[Opening PAGE TEXT section]
Happy Monday, all! I’m trying to get back in the swing of blogging regularly, so hopefully you’ll be hearing from me a little more often now. I would also love to hear from you all – text me, Facebook me, email me, or comment on one of these blogs! Let me know what’s new in your life, tell me how I can be praying for you, send me a picture of your best friend’s grandmother’s dog – whatever floats your boat. I am, and forever will be, relational to the core, so when I share my heart in these blogs it is in the hopes that those who read it will be inspired and empowered to share theirs as well. Maybe not on the internet for all of cyberspace to see…but in whatever way feels most comfortable for you!
As I’ve said before, this has been – and still is – a hard, hard season. I have felt more helpless, needy, and burdensome than ever before. I have been broken in more ways that I can count…and then broken again as my pride takes the hit of realizing that I cannot fix the hard things in my life on my own. I simply cannot meet many of my own needs in this season of in-betweenness, nor can I solve many of my problems alone. I have never in my life been more grateful for sweet friends who patiently listen and walk through this hard season with me – not fixing the hard, but acknowledging it and, most importantly, reminding me of hope in the midst of it all. To those dear friends: you know who you are, but you cannot possibly ever understand how grateful I am to you for embodying the love and grace of Jesus in my life. You all are my inspiration.
“And even though I realize that I cannot always mend or meet, I can enter in. I can enter into someone’s pain and sit with them and know. This is Jesus. Not that He apologizes for the hard and the hurt, but that He enters in, He comes with us to the hard places. And so I continue to enter.” ~Kate Davis, Kisses from Katie
Recently, I have been coming to the painful awareness of just how helpless I am to meet the needs of others in the ways that I would like to. A best friend fighting for her life in the ICU half a world away. A community of hearts forever knit together by a summer spent in Charleston, now coming together to grieve the unexpected loss of a beloved friend and brother in Christ. In situations like these, is is both frustrating and humbling to realize how little I can do – how powerless I am to ‘fix’ the problems of those I love most.
And here I am, preparing to spend 11 months in 11 countries that are known for being breeding grounds of immense poverty and illness and hunger and brokenness. Here I am, preparing to spend 11 months falling in love with people whose lives are harder than I could ever possibly imagine, whose lives are affected daily by more problems than I could ever hope to solve. How faithful is our Lord, that He is using this season of staying as a ‘preschool’ of sorts, preparing me for the impossibly hard lessons that await me in the ‘school’ of the World Race and international ministry. Because isn’t that life’s greatest paradox – the juxtaposition of deep joy and immense suffering, neither emotion cancelling out the other or lessening the intensity of its grip on our heart, but both of them simultaneously forcing us to come to terms with irreconcilable contradiction.
“I breathe long and deep all that God is doing in this place, all that He is allowing me to participate in, and my heart swells with gratitude, with deep, unshakable joy. And in the same breath, just like the women at the tomb, I am terrified. Because I know it to be true: in order to experience the deep joys of the Father, we must experience the heartaches too. In order to know Jesus the way that I have known Him, I have had to give my heart to people in ways that I never would have chosen.” ~Katie Davis, 4/19/14
I know that I have SO much still to learn, and I am beyond excited to see how the World Race teaches and grows and stretches me, but I am also growing in my appreciation of the lessons that I’m learning here and now. As I am confronted time and time again with problems that I cannot fix and situations that I cannot make any less hard, this is what I’m learning:
We are not meant to be fixers. We are meant to be children.
[Closing PAGE TEXT section]
[Opening THE DATA section]
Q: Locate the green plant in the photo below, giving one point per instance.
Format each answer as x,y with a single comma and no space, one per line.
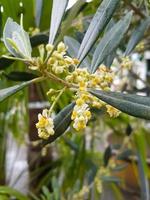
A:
75,71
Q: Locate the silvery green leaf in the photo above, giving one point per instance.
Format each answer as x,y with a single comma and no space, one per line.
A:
58,10
97,25
134,105
73,48
15,34
110,41
137,35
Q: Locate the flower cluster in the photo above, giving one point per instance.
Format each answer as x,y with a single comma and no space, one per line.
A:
58,63
101,79
140,47
80,115
45,125
126,63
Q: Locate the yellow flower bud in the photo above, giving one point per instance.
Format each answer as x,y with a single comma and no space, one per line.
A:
49,47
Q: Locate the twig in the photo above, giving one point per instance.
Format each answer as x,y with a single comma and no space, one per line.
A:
134,8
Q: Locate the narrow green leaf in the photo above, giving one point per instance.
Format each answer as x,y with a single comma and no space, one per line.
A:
73,48
135,106
137,36
15,32
58,11
140,143
71,15
98,23
35,41
38,11
12,192
143,180
61,123
110,41
39,39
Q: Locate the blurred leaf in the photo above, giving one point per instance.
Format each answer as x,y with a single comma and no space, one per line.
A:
35,41
110,41
20,76
97,25
71,15
111,179
142,165
107,155
4,63
7,92
12,192
58,11
61,123
134,105
38,11
109,59
18,43
73,48
137,35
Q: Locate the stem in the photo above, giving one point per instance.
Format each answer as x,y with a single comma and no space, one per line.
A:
39,79
61,81
54,103
15,58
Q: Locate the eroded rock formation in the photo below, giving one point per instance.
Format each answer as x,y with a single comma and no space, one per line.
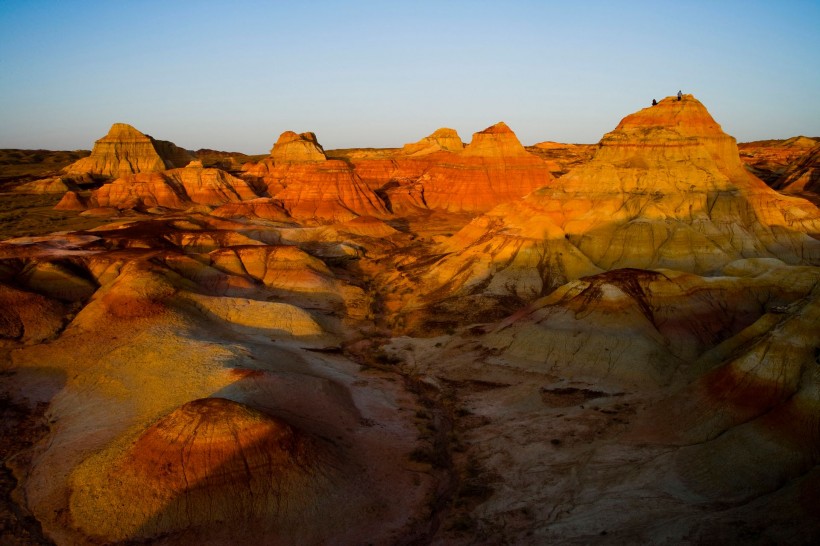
[Closing THE DATA section]
* [WORK TO COMPLETE]
a – Copy out the blog post word for word, beginning at the words "As I’ve said" and stopping after "are my inspiration.".
b – Summarize the blog post in two sentences.
c – According to the blog post, how many countries will the writer spend 11 months in?
The records have no connection to the blog post.

* [SOLUTIONS IN ORDER]
a –
As I’ve said before, this has been – and still is – a hard, hard season. I have felt more helpless, needy, and burdensome than ever before. I have been broken in more ways that I can count…and then broken again as my pride takes the hit of realizing that I cannot fix the hard things in my life on my own. I simply cannot meet many of my own needs in this season of in-betweenness, nor can I solve many of my problems alone. I have never in my life been more grateful for sweet friends who patiently listen and walk through this hard season with me – not fixing the hard, but acknowledging it and, most importantly, reminding me of hope in the midst of it all. To those dear friends: you know who you are, but you cannot possibly ever understand how grateful I am to you for embodying the love and grace of Jesus in my life. You all are my inspiration.

b – The writer describes a hard season of feeling helpless and broken, grateful for friends who listen and remind them of hope, and newly aware of how little they can do to fix the problems of loved ones, such as a best friend in the ICU and a community grieving a friend's unexpected death. As the writer prepares to spend 11 months in 11 countries on the World Race, they see this season as preparation and conclude that we are not meant to be fixers but children.

c – 11 countries.